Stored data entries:
%%

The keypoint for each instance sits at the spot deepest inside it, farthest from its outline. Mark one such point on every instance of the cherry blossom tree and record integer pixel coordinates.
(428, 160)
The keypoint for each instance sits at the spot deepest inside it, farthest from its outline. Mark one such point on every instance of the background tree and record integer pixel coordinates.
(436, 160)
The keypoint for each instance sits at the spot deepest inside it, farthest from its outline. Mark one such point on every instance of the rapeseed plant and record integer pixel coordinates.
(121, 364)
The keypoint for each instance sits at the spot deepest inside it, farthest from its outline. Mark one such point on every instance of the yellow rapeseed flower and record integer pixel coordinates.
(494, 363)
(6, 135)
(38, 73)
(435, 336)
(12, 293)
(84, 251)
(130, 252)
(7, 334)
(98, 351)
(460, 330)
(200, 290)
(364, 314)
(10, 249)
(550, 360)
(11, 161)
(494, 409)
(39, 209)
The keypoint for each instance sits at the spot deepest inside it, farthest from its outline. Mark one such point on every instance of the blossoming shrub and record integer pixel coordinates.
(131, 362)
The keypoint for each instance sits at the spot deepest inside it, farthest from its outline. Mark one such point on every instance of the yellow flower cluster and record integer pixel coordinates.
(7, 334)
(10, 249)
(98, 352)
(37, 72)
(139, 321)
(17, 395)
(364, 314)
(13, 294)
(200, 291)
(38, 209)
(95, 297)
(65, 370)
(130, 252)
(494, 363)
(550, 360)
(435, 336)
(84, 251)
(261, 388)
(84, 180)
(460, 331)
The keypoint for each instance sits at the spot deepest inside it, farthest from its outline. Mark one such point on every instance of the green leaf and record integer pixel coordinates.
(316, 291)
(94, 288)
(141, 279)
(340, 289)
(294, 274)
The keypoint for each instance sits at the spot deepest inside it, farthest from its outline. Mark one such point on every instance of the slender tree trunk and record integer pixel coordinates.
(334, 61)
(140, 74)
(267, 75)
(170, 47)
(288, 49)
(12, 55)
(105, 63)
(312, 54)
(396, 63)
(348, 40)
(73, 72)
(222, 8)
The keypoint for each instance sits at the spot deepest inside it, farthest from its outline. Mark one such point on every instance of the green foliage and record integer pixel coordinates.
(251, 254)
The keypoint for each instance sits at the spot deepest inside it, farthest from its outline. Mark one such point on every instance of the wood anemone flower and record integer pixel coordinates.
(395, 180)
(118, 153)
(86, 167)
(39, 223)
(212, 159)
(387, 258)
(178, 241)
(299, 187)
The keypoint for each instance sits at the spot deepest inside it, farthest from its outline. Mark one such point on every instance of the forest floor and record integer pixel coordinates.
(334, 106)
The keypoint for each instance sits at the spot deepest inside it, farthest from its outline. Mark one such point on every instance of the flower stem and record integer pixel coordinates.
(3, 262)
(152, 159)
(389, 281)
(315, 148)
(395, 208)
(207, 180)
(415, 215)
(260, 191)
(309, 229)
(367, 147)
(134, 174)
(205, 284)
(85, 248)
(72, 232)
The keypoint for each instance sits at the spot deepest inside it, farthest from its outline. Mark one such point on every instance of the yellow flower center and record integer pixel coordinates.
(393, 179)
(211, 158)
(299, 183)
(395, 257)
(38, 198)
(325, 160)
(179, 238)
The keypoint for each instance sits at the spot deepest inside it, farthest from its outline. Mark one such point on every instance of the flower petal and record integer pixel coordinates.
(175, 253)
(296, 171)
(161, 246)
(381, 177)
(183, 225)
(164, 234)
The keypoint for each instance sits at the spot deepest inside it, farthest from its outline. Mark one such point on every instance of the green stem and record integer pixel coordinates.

%%

Print the data above exactly as it reads.

The keypoint for each instance sits at the spot deepest inside it, farthest from its outline. Mark one such point on every instance of the cherry blossom tree and record integer pixel coordinates.
(428, 160)
The keypoint for each instance sits at the spot deepest inside it, farthest from its outline. Mark one such point on every instance of the background tree and record integer pixel coordinates.
(436, 160)
The keypoint for each instance sits at the spot deepest inside it, farthest from its outline. Mark one such point on every instance of the rapeseed plant and record integer pixel coordinates.
(121, 364)
The keypoint for each instance sits at the spot deepest inside it, farthest from its outline. Mark one such point on every instance of the yellow rapeseed flower and record integer pixel coordinates.
(494, 363)
(6, 135)
(38, 73)
(435, 336)
(12, 293)
(84, 251)
(130, 252)
(7, 334)
(98, 351)
(460, 330)
(200, 290)
(364, 314)
(10, 249)
(550, 360)
(11, 161)
(494, 409)
(39, 209)
The keypoint for each instance sits at the spot deepest inside it, farthest from its outline. Mark one such point on every instance of the blossoming shrub and record integer pixel coordinates.
(131, 362)
The keypoint for each instance sits at the spot deepest inside it, farthest from its outline. Mark one such point on every instance of the yellow flower cluster and record integer pixel coordinates.
(7, 334)
(10, 249)
(98, 352)
(37, 72)
(139, 321)
(17, 395)
(364, 314)
(13, 294)
(200, 291)
(38, 209)
(95, 297)
(65, 370)
(130, 252)
(494, 363)
(550, 360)
(435, 336)
(84, 251)
(261, 388)
(84, 180)
(460, 331)
The keypoint for each instance sits at the spot deepest inside it, farthest from its outline. Mark one such point on every instance of the green leaf and record integer pixel coordinates.
(316, 291)
(94, 288)
(141, 279)
(340, 289)
(294, 274)
The keypoint for each instance sits at the spot deepest inside it, farthest from its outline. Mark one such point on every instance of the slender tree trunk and record integer pixel coordinates.
(334, 61)
(140, 74)
(267, 75)
(170, 47)
(288, 49)
(12, 55)
(105, 63)
(312, 54)
(396, 63)
(348, 40)
(73, 72)
(222, 8)
The keypoint for each instance sits at the spot deepest inside it, farthest from its outline. Mark one such point on every instance of the green foliage and record integer pixel coordinates.
(251, 254)
The keypoint for each instance sits at the spot deepest inside it, farthest from its outline. Mark one such point on every instance of the wood anemone flower and record integer pixel coordinates.
(395, 180)
(118, 153)
(86, 167)
(39, 223)
(212, 159)
(387, 258)
(178, 241)
(299, 187)
The keypoint for each instance sits at the spot deepest inside it, farthest from its outline. Mark one such point on every instance of the forest floor and record integer pixel coordinates.
(334, 106)
The keypoint for each instance sits at the spot deepest inside it, farthest from its outline. Mark one such point on every instance of the flower stem and record integer pixel coordinates.
(3, 262)
(152, 159)
(389, 281)
(315, 148)
(395, 208)
(207, 180)
(415, 215)
(260, 191)
(309, 229)
(367, 147)
(134, 174)
(205, 284)
(85, 248)
(72, 232)
The keypoint for each instance sits at the spot deepest inside it, farthest from its outline. Mark one such point on every instance of the yellow flower center and record integer pixel coordinates.
(393, 179)
(211, 158)
(299, 183)
(395, 257)
(38, 198)
(325, 160)
(179, 238)
The keypoint for each instance sits at the spot deepest inside it, farthest from its outline. Mark one such point on every instance of the flower petal and record integer pixel coordinates.
(175, 253)
(296, 171)
(161, 246)
(381, 177)
(183, 225)
(164, 234)
The keypoint for each instance sits at the spot deepest inside it, farthest from its outline. Mark one such point on every instance of the green stem and record integer pixel coordinates.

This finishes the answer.